Reading text:
Fowler: Human nature resists change because we are comfortable doing something we know how to do. We resist change because it requires more effort and involves some risk.

RCA: How big an influence do the timber, concrete and steel companies have on building codes?
Fowler: The big industries have a major impact. The code development process is open to everybody. Anyone can send in a proposed amendment to the building code organization in their region, and it will be sent to the relevant committee. The committee will then have a hearing on the amendment. Industry influences this process by having a full-time professional to testify at the hearings. That is one way they have been able to perpetuate the use of traditional building systems while blocking others.

Fortunately, it is difficult to object to performance-based codes because they do not eliminate the use of the traditional systems. Prescriptive codes get you into a more narrow mindframe and limit the types of building designs that are possible.

RCA: Given your years of experience, do you have any suggestions for how to infiltrate the process?
Fowler: Education and lobbying are key. Sustainable builders and advocates have got to become involved with building code organizations and ensure their voices are heard during committee proceedings. And once the IBC is adopted and there is an opportunity for the development of alternative building systems, even more outreach must be done. Builders, architects, designers, building officials, and homeowners must be educated about the new codes and the new building design possibilities. They must also have their fears alleviated. This outreach is a critical component to mainstreaming earth architecture, strawbale, and other design options.

RCA: Why do you believe the sustainable building community needs a building codes summit?
Fowler: The sustainable building community needs to get together and start preparing for the advent of performance-based codes. They must learn how to be code watchdogs, so they can prevent the big industries from watering down any progressive code provisions. They must learn how the codes process works, how to participate in the process, and then develop a means of making alternative materials more appealing. Right now building officials receive most of their information from the timber, concrete and steel industries, and they look at alternative materials with suspicion, at best.


RCA: What has been your experience with building codes? Have they affected your ability to design sustainable buildings?
Eisenberg: Modern building codes were initially developed by insurance interests and have been influenced heavily by the industries that produce the materials and building systems which are regulated by the codes. As a result, codes cater to highly standardized, manufactured building materials. These materials often travel great distances to job sites, which results in high embodied energy and cost, culturally inappropriate buildings and disposal problems for waste and used materials. The codes do not pay any attention to where resources come from, whether they are used efficiently or can be reused at the end of the useful life of a structure. Further, codes require buildings to have nearly the same level of technological sophistication, regardless of use, location, owner preference, cost or impact.

This system makes it nearly impossible to build low-cost, environmentally appropriate buildings. The process of obtaining a permit can be a lengthy, arduous and frustrating, unless there has already been an alternative code approved by local building officials. And finding capital or insurance can be even worse. Financial institutions and insurance agencies that supply the necessary funds and liability protection are influenced by the regulatory authorities, so that codes can prevent a potential owner from receiving the capital and protection with which to build.

Provided data:

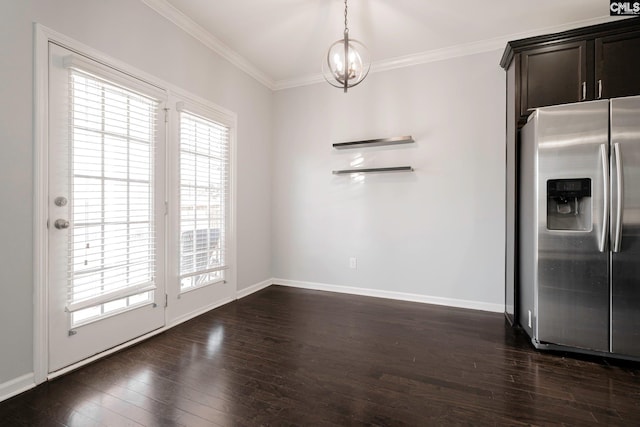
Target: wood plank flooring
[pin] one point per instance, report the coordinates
(286, 356)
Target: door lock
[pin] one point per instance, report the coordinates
(61, 224)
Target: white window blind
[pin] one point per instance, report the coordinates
(112, 247)
(204, 200)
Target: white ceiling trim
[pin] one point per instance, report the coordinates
(174, 15)
(192, 28)
(446, 53)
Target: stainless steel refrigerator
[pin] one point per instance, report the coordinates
(579, 227)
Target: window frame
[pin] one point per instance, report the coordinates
(177, 309)
(187, 298)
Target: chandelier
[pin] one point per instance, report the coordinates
(347, 62)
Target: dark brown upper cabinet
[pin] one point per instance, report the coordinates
(617, 65)
(553, 75)
(596, 62)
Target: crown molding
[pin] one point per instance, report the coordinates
(189, 26)
(446, 53)
(178, 18)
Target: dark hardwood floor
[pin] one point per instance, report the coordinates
(288, 356)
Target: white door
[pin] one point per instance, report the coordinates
(106, 208)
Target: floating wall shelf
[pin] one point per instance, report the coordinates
(374, 170)
(374, 142)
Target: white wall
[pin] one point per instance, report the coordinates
(436, 232)
(131, 32)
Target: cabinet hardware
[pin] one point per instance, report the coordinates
(599, 89)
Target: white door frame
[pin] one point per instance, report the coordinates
(42, 37)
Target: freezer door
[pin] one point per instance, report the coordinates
(573, 254)
(625, 226)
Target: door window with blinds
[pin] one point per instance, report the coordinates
(204, 200)
(112, 243)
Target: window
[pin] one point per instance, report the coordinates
(112, 251)
(204, 200)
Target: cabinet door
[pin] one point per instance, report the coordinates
(618, 65)
(553, 75)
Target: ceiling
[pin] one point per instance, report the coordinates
(282, 42)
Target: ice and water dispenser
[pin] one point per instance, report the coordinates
(569, 204)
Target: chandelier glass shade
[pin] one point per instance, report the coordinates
(347, 62)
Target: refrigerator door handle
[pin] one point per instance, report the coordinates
(605, 208)
(617, 241)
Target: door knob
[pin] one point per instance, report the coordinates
(61, 224)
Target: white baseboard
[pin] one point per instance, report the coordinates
(426, 299)
(16, 386)
(253, 288)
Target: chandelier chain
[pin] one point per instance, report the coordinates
(346, 28)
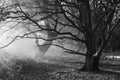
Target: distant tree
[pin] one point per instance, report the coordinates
(94, 19)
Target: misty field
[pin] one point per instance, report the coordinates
(57, 68)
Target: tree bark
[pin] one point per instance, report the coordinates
(91, 58)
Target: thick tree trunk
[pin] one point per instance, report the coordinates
(91, 58)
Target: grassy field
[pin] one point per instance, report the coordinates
(59, 68)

Problems and tasks:
a – In the building codes interview, how does industry influence the code development process?
b – Carry the building codes interview forward from its last line.

Task results:
a – It has a full-time professional testify at the committee hearings.

b –
At DCAT (Development Center for Appropriate Technology), we believe we have an obligation to reinvent the building codes so that the health and safety of both the individual and the environment can be protected. We also acknowledge, however, that preserving capital investment in buildings and keeping limited liability exposure for designers, engineers, manufacturers, suppliers, builders and owners are important and legitimate goals.

RCA: Do you see performance-based codes as the solution? What are the disadvantages?
Eisenberg: I see a combination of performance and prescriptive standards as the best solution for enlarging the green building market. The main disadvantage to having only performance-based codes is the testing needed to determine such building characteristics as structural integrity and weather/earthquake resistance. By including prescriptive standards for certain building components, you decrease the risk and assuage the fear of many code officials.

For example, in the strawbale code we helped develop for the City of Tucson and Pima County, Arizona, we set minimum prescriptive standards for bale quality and established some limitations on design which allows simple, moderately sized single story buildings to be built without the need for engineering and professional design. Similarly, California adopted guidelines based on the Arizona code, but added prescriptive criteria for seismic and climate requirements.

RCA: Is it feasible to develop performance- and prescriptive- based codes? Who is going to be able to fund the testing needed for codes to be developed for the many alternative systems?
Eisenberg: There are justifications for both performance and prescriptive codes. What is important is that there are streamlined methods developed for introducing innovation into the building industry-- whether new materials or methods or the reintroduction of old ones. With the adoption of performance codes, the existence and need for prescriptive codes will not disappear. We won't throw out what we already know about materials and building systems just because we have a performance-based code.

Financial support for the testing of non-proprietary or non-industrial building materials and systems has been very hard to come by. This has been a major obstacle to the development of many low-impact building materials. We are hoping to be able to convince the insurance industry that it is in their own best interest to fund the research, testing, and development program, since these materials offer very large potential reductions in green house gas emissions. The investment would be relatively small compared to the benefit. And we're seeking the support of other institutions and organizations for this work.

RCA: How do you think the proposed performance-based IBC will change the building market?Is it the green light to green building that many have been waiting for?
Eisenberg: At the least, the IBC will help reduce the complexity, time and expense needed for compliance with current codes because it harmonizes the three regional model codes that exist today. It should greatly reduce the resistance to innovation since the code won't depend upon describing exactly how something is to be built, but rather it will describe what the building must be able to do. However, until building officials begin to recognize the value and worthiness of strawbale, adobe, rammed earth, etc. and their relationship with larger societal issues, it will still be an uphill battle for alternative builders. There is still a huge educational and informational gap that needs to be filled.

RCA: What will be the role of local codes once the IBC comes into effect?
Eisenberg: Local codes will always be important because they take regional issues into account. They usually consider the area's climate, culture, needs, economic realities and available resources. This often results in more efficient building systems. As I mentioned earlier, the strawbale codes that exist in certain localities have each been tailored for their particular climates and conditions.

RCA: What do you see as the biggest barriers to the acceptance of alternative building systems in the mainstream?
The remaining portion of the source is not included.